_Directions_.
**a.** In the text on Hosford perfect plasticity, how is the elasticity assumed to behave?
**b.** Pick up the text on Hosford perfect plasticity after its final sentence and carry it forward.
==== Document section
This paper is dedicated to the implementation a perfect plastic behaviour based on the Hosford equivalent stress.

The whole implementation is available here.

The elasticity is assumed linear and isotropic, i.e. given by the Hooke law: \[ \underline{\sigma}=\lambda\,{\mathrm{tr}{\left(\underline{\varepsilon}^{\mathrm{el}}\right)}}\,\underline{I}+2\,\mu\,\underline{\varepsilon}^{\mathrm{el}} \] where \(\lambda\) and \(\mu\) are the first and second Lamé parameters.

The yield surface is chosen as follows: \[ f{\left(\underline{\sigma}\right)}=\sigma_{\mathrm{eq}}^{H}-\sigma_{Y} \] where:

- \(\sigma_{\mathrm{eq}}^{H}\) is the Hosford equivalent stress defined hereafter.
- The yield stress \(\sigma_{Y}\) is a constant material parameter.

The Hosford equivalent stress is defined by (see [1]): \[ \sigma_{\mathrm{eq}}^{H}=\sqrt[a]{{{\displaystyle \frac{\displaystyle 1}{\displaystyle 2}}}{\left({\left|\sigma_{1}-\sigma_{2}\right|}^{a}+{\left|\sigma_{1}-\sigma_{3}\right|}^{a}+{\left|\sigma_{2}-\sigma_{3}\right|}^{a}\right)}} \] where \(\sigma_{1}\), \(\sigma_{2}\) and \(\sigma_{3}\) are the eigenvalues of the stress.

Therefore, when \(a\) goes to infinity, the Hosford stress reduces to the Tresca stress. When \(n = 2\) the Hosford stress reduces to the von Mises stress.
========
==== Data for analysis
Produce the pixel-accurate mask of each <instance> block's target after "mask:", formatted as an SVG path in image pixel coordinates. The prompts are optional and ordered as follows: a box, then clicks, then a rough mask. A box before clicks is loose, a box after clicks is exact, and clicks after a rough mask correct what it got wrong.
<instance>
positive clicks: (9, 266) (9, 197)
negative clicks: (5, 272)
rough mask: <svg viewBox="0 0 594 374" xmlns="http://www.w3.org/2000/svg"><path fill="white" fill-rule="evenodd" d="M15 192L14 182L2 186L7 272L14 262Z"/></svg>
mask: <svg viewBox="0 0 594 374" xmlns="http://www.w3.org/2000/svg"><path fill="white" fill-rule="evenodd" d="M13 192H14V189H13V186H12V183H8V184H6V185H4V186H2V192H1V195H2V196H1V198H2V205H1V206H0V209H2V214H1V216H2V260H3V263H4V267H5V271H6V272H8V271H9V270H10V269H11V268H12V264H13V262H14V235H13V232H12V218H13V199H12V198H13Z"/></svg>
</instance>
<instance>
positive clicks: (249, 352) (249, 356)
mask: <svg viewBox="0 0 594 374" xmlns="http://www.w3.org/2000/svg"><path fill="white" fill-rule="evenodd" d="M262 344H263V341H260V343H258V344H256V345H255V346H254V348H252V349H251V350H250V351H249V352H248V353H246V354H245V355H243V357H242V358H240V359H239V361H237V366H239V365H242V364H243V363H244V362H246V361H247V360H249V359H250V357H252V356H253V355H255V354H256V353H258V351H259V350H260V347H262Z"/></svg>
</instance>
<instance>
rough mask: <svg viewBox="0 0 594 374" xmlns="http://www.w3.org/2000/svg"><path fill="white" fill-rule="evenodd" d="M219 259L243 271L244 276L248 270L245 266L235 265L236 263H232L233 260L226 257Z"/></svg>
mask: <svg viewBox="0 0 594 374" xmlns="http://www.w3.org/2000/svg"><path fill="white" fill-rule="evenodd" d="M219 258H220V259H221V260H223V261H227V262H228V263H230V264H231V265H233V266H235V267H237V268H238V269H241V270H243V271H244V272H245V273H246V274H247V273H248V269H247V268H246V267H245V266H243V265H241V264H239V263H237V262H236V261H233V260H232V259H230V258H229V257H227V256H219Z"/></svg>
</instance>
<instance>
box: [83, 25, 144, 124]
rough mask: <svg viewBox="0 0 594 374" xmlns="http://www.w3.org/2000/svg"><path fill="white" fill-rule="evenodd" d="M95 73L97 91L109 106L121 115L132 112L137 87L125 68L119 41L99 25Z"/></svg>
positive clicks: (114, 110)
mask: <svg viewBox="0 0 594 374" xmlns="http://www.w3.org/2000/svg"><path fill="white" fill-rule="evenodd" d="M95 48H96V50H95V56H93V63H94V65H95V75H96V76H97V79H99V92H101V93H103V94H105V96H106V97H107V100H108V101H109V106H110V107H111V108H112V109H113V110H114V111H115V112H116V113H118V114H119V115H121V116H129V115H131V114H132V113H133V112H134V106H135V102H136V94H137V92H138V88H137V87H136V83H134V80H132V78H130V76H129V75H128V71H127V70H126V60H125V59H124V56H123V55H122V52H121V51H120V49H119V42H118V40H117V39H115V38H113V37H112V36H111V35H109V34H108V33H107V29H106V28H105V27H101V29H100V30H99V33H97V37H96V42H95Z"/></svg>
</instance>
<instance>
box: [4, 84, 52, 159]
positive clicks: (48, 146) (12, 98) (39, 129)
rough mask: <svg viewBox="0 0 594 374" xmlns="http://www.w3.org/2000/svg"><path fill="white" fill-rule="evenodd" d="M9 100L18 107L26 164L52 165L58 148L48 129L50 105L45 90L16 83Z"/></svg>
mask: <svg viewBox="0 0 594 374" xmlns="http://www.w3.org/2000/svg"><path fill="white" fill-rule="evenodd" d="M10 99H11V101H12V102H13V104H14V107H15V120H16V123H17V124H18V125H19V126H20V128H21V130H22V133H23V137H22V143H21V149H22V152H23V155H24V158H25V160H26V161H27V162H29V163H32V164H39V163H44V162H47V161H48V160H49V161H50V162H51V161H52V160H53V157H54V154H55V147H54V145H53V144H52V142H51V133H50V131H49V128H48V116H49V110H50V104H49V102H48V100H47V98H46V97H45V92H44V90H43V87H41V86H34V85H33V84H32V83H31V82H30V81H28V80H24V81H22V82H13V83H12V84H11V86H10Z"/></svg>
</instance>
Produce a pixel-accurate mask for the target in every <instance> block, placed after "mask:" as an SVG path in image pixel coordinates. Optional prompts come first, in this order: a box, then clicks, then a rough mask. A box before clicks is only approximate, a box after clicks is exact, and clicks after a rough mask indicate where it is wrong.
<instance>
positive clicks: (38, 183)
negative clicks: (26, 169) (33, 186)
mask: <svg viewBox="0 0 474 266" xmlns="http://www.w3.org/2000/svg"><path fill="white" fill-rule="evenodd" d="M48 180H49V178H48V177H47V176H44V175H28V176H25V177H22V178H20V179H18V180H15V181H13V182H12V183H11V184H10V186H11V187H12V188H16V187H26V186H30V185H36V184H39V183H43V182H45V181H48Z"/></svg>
========
_Outputs for the tasks_.
**a.** It is assumed linear and isotropic, given by the Hooke law.

**b.**
The Hosford stress is an isotropic homogeneous function of degree 1. The flow rule is assumed associated and the plastic strain rate \(\underline{\dot{\varepsilon}}^{\mathrm{p}}\) is given by: \[ \underline{\dot{\varepsilon}}^{\mathrm{p}}=\dot{p}\,{\displaystyle \frac{\displaystyle \partial \sigma_{\mathrm{eq}}^{H}}{\displaystyle \partial \underline{\sigma}}}=\dot{p}\,\underline{n}^{H} \] where \(\dot{p}\) is the rate of the equivalent plastic strain \(p\).

The behaviour is integrated by an implicit scheme. Two state variables are introduced:

- the elastic strain \(\underline{\varepsilon}^{\mathrm{el}}\).
- the equivalent plastic strain \(p\).

The elastic strain is automatically defined by the `Implicit`

domain specific language.

The latter could be considered as an integration variable, but, for post-processing purposes, we choose to keep it as a state variable.

First, an elastic prediction of the stress \(\underline{\sigma}^{\mathrm{tr}}\) is made (The following expression is not valid in plane stress hypothesis, see below): \[ \underline{\sigma}^{\mathrm{tr}}=\lambda\,{\mathrm{tr}{\left({\left.\underline{\varepsilon}^{\mathrm{el}}\right|_{t}}+\theta\,\Delta\,\underline{\varepsilon}^{\mathrm{to}}\right)}}\,\underline{I}+2\,\mu\,{\left({\left.\underline{\varepsilon}^{\mathrm{el}}\right|_{t}}+\theta\,\Delta\,\underline{\varepsilon}^{\mathrm{to}}\right)} \]

- If the predicted stress is inside the elastic domain, no plastic flow occurs.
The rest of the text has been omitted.